### [READING PASSAGE]
** BEGIN **
/-
Copyright (c) 2016 Microsoft Corporation. All rights reserved.
Released under Apache 2.0 license as described in the file LICENSE.
Authors: Leonardo de Moura
-/

/-
The elaborator tries to insert coercions automatically.
Only instances of has_coe type class are considered in the process.

Lean also provides a "lifting" operator: ↑a.
It uses all instances of has_lift type class.
Every has_coe instance is also a has_lift instance.

We recommend users only use has_coe for coercions that do not produce a lot
of ambiguity.

All coercions and lifts can be identified with the constant coe.

We use the has_coe_to_fun type class for encoding coercions from
a type to a function space.

We use the has_coe_to_sort type class for encoding coercions from
a type to a sort.
-/
prelude
import init.list init.subtype init.prod

structure has_lift [class] (A B : Type) :=
(lift : A → B)

/- Auxiliary class that contains the transitive closure of has_lift. -/
structure has_lift_t [class] (A B : Type) :=
(lift : A → B)

structure has_coe [class] (A B : Type) :=
(coe : A → B)

/- Auxiliary class that contains the transitive closure of has_coe. -/
structure has_coe_t [class] (A B : Type) :=
(coe : A → B)
** END **
### [WORK INSTRUCTIONS]
Retype the part of the Lean coercion file above starting with "Only instances of" and going on through "the constant coe.".

### [ROWS]
** BEGIN **
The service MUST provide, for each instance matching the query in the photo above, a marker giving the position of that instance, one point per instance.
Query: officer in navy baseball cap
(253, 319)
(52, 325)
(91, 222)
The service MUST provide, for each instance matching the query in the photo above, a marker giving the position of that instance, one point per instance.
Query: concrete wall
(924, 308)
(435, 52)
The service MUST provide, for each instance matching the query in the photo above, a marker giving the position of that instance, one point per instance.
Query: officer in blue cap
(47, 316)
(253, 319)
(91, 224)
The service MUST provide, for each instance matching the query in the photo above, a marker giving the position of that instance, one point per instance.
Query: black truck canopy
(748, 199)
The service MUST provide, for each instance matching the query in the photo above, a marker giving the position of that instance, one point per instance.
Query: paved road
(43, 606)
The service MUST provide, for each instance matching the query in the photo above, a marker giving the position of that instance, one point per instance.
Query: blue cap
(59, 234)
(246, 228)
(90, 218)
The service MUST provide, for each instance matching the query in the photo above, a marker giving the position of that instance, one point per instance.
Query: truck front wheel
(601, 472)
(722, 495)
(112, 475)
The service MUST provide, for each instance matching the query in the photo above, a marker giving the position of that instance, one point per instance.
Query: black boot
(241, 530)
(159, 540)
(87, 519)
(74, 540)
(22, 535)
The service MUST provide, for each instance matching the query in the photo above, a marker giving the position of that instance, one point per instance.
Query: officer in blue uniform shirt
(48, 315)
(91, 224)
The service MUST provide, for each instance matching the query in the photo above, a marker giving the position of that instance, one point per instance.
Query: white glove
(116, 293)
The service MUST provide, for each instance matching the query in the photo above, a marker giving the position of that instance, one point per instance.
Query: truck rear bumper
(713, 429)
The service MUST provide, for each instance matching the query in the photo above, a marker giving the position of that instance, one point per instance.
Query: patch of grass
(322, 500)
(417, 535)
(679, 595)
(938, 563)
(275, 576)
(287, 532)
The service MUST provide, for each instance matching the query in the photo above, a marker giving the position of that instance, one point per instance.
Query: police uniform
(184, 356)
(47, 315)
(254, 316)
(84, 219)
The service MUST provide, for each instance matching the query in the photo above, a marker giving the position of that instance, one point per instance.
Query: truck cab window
** END **
### [CORRECT OUTPUT]
Only instances of has_coe type class are considered in the process.

Lean also provides a "lifting" operator: ↑a.
It uses all instances of has_lift type class.
Every has_coe instance is also a has_lift instance.

We recommend users only use has_coe for coercions that do not produce a lot
of ambiguity.

All coercions and lifts can be identified with the constant coe.